**TASK 1:** Transcribe the records verbatim, starting at the line containing "Confirm that each instance of the white" and running through the last line of the records, with both ends included.

**TEXT TO READ:**
Res Gestae

Ammianus Marcellinus

Ammianus Marcellinus. Ammianus Marcellinus, with an English translation, Vols. I-III. Rolfe, John C., translator. Cambridge, MA; London: Harvard University Press; W. Heinemann, 1935-1940 (printing).

When this was known after the return of the tribunes, the emperor, exulting in the accomplishment without any toil of a task which he thought insuperable, admitted them all, being inflamed with the desire for greater gain, which his crew of flatterers increased by constantly dinning it into his ears that now that foreign troubles were quieted, and peace made everywhere, he would gain more child-producing subjects and be able to muster a strong force of recruits; for the provincials are glad to contribute gold to save their bodies,[*](I.e. they would rather contribute money than personal service or recruits.) a hope which has more than once proved disastrous to the Roman state.[*](It was in fact this hope that led the Romans to allow the Goths to cross the Danube, and thus brought on the defeat at Adrianople in 378; see xxxi., 4, 4, pro militari supplemento quod provinciatim annuum pendebatur, thesaurisaccederet auri cumulus magnus. )

**Entries taken from a collection:**
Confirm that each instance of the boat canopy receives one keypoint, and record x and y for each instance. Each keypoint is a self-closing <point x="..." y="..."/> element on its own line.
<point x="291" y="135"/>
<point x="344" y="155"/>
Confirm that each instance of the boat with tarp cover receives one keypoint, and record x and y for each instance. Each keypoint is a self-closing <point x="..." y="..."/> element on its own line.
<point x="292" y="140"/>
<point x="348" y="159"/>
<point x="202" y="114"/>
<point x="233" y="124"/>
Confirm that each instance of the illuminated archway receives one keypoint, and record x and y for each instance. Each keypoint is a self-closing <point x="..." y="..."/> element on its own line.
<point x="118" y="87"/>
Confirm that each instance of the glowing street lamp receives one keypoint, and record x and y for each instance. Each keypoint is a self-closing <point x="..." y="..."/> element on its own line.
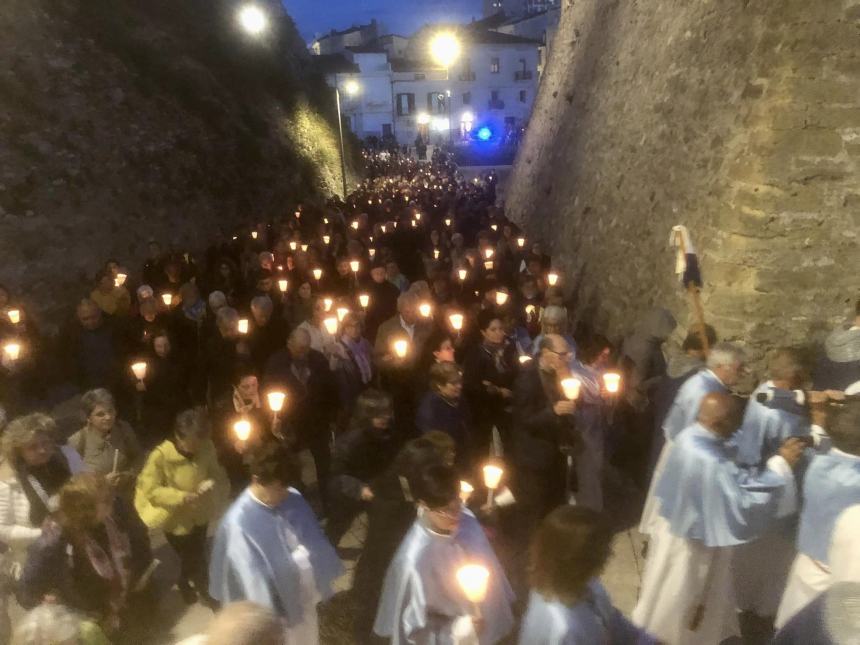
<point x="252" y="19"/>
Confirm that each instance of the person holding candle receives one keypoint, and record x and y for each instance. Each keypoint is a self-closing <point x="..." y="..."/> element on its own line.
<point x="269" y="548"/>
<point x="107" y="445"/>
<point x="567" y="603"/>
<point x="489" y="371"/>
<point x="421" y="600"/>
<point x="180" y="490"/>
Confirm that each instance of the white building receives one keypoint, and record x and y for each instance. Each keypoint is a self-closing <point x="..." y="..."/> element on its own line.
<point x="492" y="85"/>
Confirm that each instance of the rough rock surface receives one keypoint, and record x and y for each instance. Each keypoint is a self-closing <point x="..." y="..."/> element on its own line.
<point x="122" y="120"/>
<point x="740" y="120"/>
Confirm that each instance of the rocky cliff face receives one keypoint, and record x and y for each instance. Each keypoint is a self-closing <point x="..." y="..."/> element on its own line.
<point x="740" y="120"/>
<point x="122" y="120"/>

**TASK 2:** Go on with the Res Gestae translation from the point where it stops.

**TASK ANSWER 1:**
Confirm that each instance of the white building receives one keypoint, and record x and y for each instance. Each keypoint is a self-closing <point x="..." y="..."/> element on its own line.
<point x="492" y="85"/>
Confirm that each instance of the rough rock surface receives one keypoint, and record x and y for each instance. Each keypoint is a self-closing <point x="..." y="..."/> element on its own line.
<point x="122" y="120"/>
<point x="740" y="120"/>
Confirm that each instance of the rocky cliff face receives one keypoint, and record x and y for each instance. Each keypoint is a self-closing <point x="..." y="..."/> element on its own line.
<point x="740" y="120"/>
<point x="122" y="120"/>

**TASK ANSWER 2:**
Accordingly, having placed a rampart near Acimincum[*](A city of Pannonia.) and erected a high mound in the manner of a tribunal, ships carrying some light-armed legionaries were ordered to patrol the channel of the river near the banks, with one Innocentius, a field-measurer, who had recommended the plan, in order that, if they should see the savages beginning disorder, they might attack them in the rear, when their attention was turned elsewhere.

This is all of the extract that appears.